◆ INFORMATION SHOWN
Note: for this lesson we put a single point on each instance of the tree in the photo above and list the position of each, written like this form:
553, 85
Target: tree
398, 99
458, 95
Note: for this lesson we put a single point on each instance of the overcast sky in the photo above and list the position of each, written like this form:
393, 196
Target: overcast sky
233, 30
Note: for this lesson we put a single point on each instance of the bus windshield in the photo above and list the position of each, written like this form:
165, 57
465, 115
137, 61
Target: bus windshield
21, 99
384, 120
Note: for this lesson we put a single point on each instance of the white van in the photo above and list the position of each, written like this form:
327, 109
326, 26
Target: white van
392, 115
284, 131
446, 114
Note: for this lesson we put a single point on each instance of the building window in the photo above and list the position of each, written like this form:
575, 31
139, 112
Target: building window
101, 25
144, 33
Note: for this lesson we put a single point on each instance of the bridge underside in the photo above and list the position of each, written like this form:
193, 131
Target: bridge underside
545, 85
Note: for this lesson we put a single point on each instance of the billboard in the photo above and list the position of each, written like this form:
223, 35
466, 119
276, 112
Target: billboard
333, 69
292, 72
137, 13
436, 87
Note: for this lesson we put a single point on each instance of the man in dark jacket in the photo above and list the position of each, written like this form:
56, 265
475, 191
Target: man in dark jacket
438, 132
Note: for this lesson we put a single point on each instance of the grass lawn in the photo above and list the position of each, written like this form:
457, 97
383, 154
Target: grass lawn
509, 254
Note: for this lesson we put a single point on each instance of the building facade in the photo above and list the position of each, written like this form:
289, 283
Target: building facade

◆ ABOUT THIS EXERCISE
When the entries above are retyped, each line must stay exactly as it is.

◆ ANSWER TO THIS PROBLEM
Note: for this lesson we put a single point on each instance of the tree in the photo above and list the position of each, written like this form:
553, 85
Target: tree
398, 99
458, 95
Note: for this lesson we put a single point on each instance of the overcast sky in the photo above and list the position of each, written like this form:
393, 196
Target: overcast sky
233, 30
Note: for this lesson we put a single point on each instance of the bus windshield in the photo above and list the position of each, written like this form:
165, 57
465, 115
137, 61
Target: bus windshield
21, 99
384, 120
Note: for this lesson we put a single point on each instance of the white van in the photo above and list the position of each, written like this form:
327, 109
326, 26
Target: white van
392, 115
284, 131
446, 114
Note: for this lesson we put a single point on each instance of the building window in the photo above and list the position of each, written like this form:
575, 31
139, 112
Target: building window
101, 25
144, 33
Note: for this lesson we put a single point on each instance of the bridge underside in the photo above and list the position of each, written like this form:
193, 131
Target: bridge underside
545, 85
Note: for this lesson we put a single point on each instance of the billboard in the photo above and list the position of each, written like this form:
223, 35
466, 119
276, 112
Target: billboard
333, 69
292, 72
137, 13
436, 87
Note: for this lesson we put a single point on each instance of the man in dark jacket in the photo above and list the position of each, written like this form:
56, 265
475, 191
Target: man in dark jacket
438, 132
Note: for this lesson we put a single point on each instance of the grass lawn in the photo above and list the position of each, written like this form:
457, 97
383, 154
Target: grass lawn
509, 254
Note: for this lesson we put a single point on each instance of the building facade in the photo above and list the position of each, written like this form:
289, 283
Target: building facade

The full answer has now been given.